Directives:
**a.** Can you write out everything in the State v. Carter opinion header from "State v. Carter" down to "State of Tennessee."?
**b.** Can you extend the State v. Carter court opinion past its last line?

* Start Given passage *

State v. Carter

Decision Date19 May 2008
Docket NumberNo. M2005-02784-SC-R11-CD.,M2005-02784-SC-R11-CD.
Citation254 S.W.3d 335
PartiesSTATE of Tennessee v. Stacey Joe CARTER.
CourtTennessee Supreme Court

Roger E. Nell, District Public Defender, Clarksville, Tennessee, and Charles S. Bloodworth, Sr., Asst. District Public Defender, Springfield, Tennessee, for the appellant, Stacey Joe Carter.

Robert E. Cooper, Jr., Attorney General & Reporter; Michael E. Moore, Solicitor General; Mark A. Fulks, Senior Counsel; John Wesley Carney, Jr., District Attorney General; Dent Morriss and Jason White, Asst. District Attorneys General, for the appellee, State of Tennessee.

CORNELIA A. CLARK, J., delivered the opinion of the court, in which WILLIAM M. BARKER, C.J., and JANICE M. HOLDER, GARY R. WADE, and WILLIAM C. KOCH, JR., JJ., joined.

* End Given passage *
* Start Record extracts *

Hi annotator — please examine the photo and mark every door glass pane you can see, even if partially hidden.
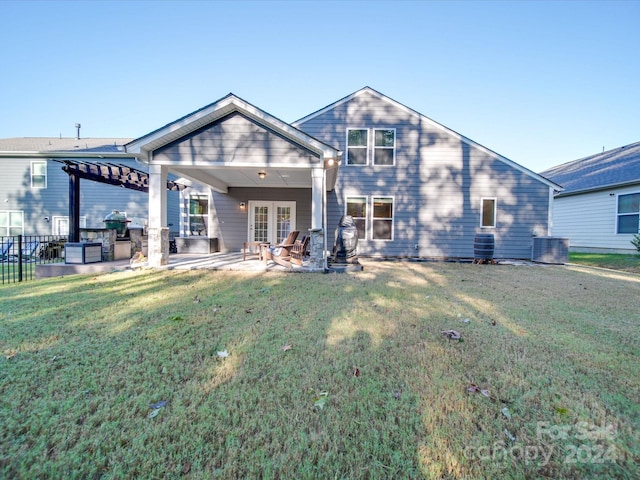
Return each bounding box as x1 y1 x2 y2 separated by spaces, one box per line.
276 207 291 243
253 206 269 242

* End Record extracts *
* Start Record extracts *

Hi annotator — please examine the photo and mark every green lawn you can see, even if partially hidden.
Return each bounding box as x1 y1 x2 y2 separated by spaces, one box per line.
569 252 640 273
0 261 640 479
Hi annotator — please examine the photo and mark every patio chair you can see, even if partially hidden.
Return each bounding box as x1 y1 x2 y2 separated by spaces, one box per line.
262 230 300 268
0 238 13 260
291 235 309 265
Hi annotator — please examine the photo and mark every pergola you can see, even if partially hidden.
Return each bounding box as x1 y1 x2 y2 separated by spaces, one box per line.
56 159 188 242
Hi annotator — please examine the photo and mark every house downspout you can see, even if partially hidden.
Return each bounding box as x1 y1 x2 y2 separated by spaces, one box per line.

* End Record extracts *
* Start Record extracts *

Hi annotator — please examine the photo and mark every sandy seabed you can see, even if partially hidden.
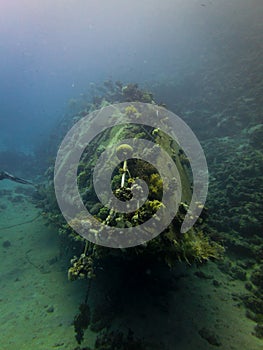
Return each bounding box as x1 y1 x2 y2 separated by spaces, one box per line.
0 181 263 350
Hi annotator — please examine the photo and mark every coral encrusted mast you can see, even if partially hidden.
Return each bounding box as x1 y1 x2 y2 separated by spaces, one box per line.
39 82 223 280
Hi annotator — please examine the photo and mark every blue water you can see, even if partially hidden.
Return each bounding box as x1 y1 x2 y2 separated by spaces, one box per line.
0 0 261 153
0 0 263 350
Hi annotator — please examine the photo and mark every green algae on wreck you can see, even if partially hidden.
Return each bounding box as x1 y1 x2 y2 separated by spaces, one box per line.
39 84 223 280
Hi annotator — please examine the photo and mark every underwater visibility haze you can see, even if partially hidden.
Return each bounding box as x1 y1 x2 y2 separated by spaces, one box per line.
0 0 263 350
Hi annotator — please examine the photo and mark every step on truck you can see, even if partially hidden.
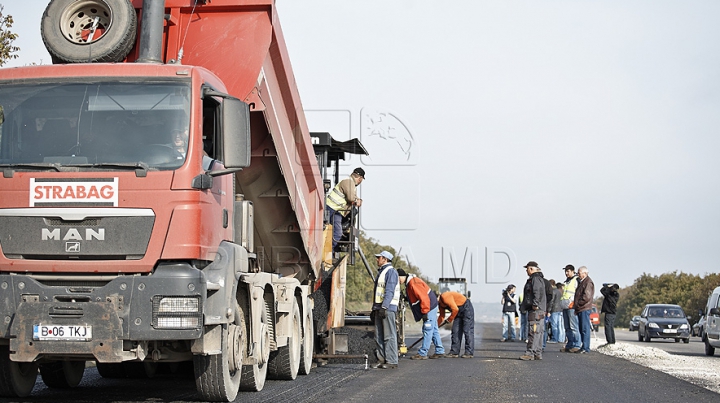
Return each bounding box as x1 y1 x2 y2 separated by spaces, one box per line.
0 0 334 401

* End Record extracts *

The responses:
**a.**
State v. Carter

Decision Date19 May 2008
Docket NumberNo. M2005-02784-SC-R11-CD.,M2005-02784-SC-R11-CD.
Citation254 S.W.3d 335
PartiesSTATE of Tennessee v. Stacey Joe CARTER.
CourtTennessee Supreme Court

Roger E. Nell, District Public Defender, Clarksville, Tennessee, and Charles S. Bloodworth, Sr., Asst. District Public Defender, Springfield, Tennessee, for the appellant, Stacey Joe Carter.

Robert E. Cooper, Jr., Attorney General & Reporter; Michael E. Moore, Solicitor General; Mark A. Fulks, Senior Counsel; John Wesley Carney, Jr., District Attorney General; Dent Morriss and Jason White, Asst. District Attorneys General, for the appellee, State of Tennessee.

**b.**
OPINION

We granted the Defendant's application for permission to appeal in order to address how the 2005 revisions to the Criminal Sentencing Reform Act of 1989 impact the method of imposing a sentence. The Defendant was convicted by a jury of vehicular homicide and driving on a suspended license. The trial court sentenced the Defendant to serve ten years for the homicide and eleven months twenty-nine days for the driving offense, to be served concurrently. The trial court suspended both sentences. The State appealed, and the Court of Criminal Appeals reversed the trial court's judgment and modified the Defendant's homicide sentence to fifteen years to serve. We hold that the trial court committed no reversible error in sentencing the Defendant to ten years on the homicide offense, but did commit reversible error in placing the Defendant on probation. We reinstate the Defendant's ten-year sentence and order that it be served in the Department of Correction.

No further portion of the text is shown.